▶ _ACTIVITY A_: Translate this sentence from the text on Bible Students and military service into French: "The numbers increased as the months went by."
▶ _ACTIVITY B_:
Answer these questions using the text on Bible Students and military service:
(i) In what year did conscription come to the fore in Britain?
(ii) According to the November 1915 German Watch Tower, about how many brothers were in the military?
(iii) Where did August Kraftzig die?
▶ _ACTIVITY C_: In the text on Bible Students and military service, change "Johannes" to "Hans" and give the passage between "From our brothers" and "with Jesus ......", inclusive.

▶ _READING TEXT_:
+===+

How could you avoid shooting anyone? Perhaps you could do this by shooting over their heads? In the Watch Tower for July 15, 1915 (reprints page 5728) CTR expanded on this:

"In Volume Six of SCRIPTURE STUDIES, the friends are instructed to avoid taking life. If they were ever drafted into the army they should go. If they could be sent to the Quartermaster's Department to take care of the food, that would be desirable, or into the hospital work. They should endeavor to get such positions. They could not be expected to do service in the way of killing. If they were obliged to go on the firing line, they could shoot over the enemy's head, if they wished."

The problem for Bible Students dealing with this well-intentioned advice would only come to the forefront if and when conscription was introduced. So it came to the fore in Britain in 1916 and in America in 1917 when the draft was introduced. In Germany however, universal conscription was there from the start of the war.

There was a German Watch Tower magazine that gave some details of the situation and also gave the names of many of those involved. The two images below are from the German WT for July and August 1915.




This explains that more than 200 brothers were now in the military and lists many of their names. They are on land, on sea, some in garrisons, some in hospitals. One of them was Max Freschel who we will come back to later.

The numbers increased as the months went by. From the November 1915 German Watch Tower:



Translated it reads:

From our brothers on the field (i.e. battlefield)

“It is of interest to all brothers and sisters to know that there are currently about 350 of our brothers in the military. As a result of close correspondence with many of the loved ones, we receive many evidences of joyful faith and trust and patient perseverance in many difficulties. Some brothers wrote us that they feel strong knowing that so much is being thought of in prayer.”

The article then details the deaths in “the theater of war” of two Bible Students, Fritz Kownatzki from Zollernhöhe, East Prussia, and Johannes Finger from Barmen.  Fritz was 23 and Johannes was 33.

The article concludes: “Both brothers had written to us with expressions of love until shortly before their deaths, from which we could see that these dear ones sought to walk with Jesus ......

Little is known about how individual Bible Students coped with being in the military while striving to adhere to their principles. One experience though is found in the German Watch Tower for June 1915.

In a letter August Kraftzig wrote: “I'm not directly at the front, but in the baggage (stores?) and consequently by God's grace not directly involved in the war.”

Years later in 1938 August became Branch overseer in Austria. He died in the Mauthausen concentration camp in 1940.

As noted above, one name in the lists of Bible Student conscripts was Max Freschel. Freschel was an Austrian of Jewish parentage. (The area is now part of Poland but was then Austria). At the outbreak of war his parents were in Switzerland while he was in the German Bethel. Max chose to stay in Germany, but this meant that, with universal conscription, he was called up for the German army.

+===+

▶ _STORED DATA_:
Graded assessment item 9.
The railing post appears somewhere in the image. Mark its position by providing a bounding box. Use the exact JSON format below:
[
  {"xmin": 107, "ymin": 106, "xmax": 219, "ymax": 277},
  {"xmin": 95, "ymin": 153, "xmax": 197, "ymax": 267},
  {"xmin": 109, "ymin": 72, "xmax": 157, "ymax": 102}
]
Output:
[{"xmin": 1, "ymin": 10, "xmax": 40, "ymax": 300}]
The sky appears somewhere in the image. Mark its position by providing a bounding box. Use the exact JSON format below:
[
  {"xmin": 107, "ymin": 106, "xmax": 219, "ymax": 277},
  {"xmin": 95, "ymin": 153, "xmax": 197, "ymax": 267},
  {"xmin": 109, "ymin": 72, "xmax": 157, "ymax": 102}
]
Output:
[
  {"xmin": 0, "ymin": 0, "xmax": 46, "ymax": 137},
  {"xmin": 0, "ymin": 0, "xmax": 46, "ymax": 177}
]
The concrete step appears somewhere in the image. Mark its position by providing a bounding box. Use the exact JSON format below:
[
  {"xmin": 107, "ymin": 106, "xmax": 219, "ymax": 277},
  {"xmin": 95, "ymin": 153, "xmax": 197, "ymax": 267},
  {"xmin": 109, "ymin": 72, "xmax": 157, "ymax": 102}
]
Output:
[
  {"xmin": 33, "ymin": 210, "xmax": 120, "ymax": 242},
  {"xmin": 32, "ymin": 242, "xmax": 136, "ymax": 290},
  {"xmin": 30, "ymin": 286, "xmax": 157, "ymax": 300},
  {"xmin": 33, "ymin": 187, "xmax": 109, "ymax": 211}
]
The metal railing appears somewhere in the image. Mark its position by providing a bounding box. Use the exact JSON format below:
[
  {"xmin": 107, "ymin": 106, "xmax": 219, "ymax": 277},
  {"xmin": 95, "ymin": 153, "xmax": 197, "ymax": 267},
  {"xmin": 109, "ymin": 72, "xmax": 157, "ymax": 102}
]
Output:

+===+

▶ _RESPONSE BOX A_: Les chiffres ont augmenté au fil des mois.

▶ _RESPONSE BOX B_:
(i) 1916
(ii) About 350
(iii) In the Mauthausen concentration camp

▶ _RESPONSE BOX C_:
From our brothers on the field (i.e. battlefield)

“It is of interest to all brothers and sisters to know that there are currently about 350 of our brothers in the military. As a result of close correspondence with many of the loved ones, we receive many evidences of joyful faith and trust and patient perseverance in many difficulties. Some brothers wrote us that they feel strong knowing that so much is being thought of in prayer.”

The article then details the deaths in “the theater of war” of two Bible Students, Fritz Kownatzki from Zollernhöhe, East Prussia, and Hans Finger from Barmen.  Fritz was 23 and Hans was 33.

The article concludes: “Both brothers had written to us with expressions of love until shortly before their deaths, from which we could see that these dear ones sought to walk with Jesus ......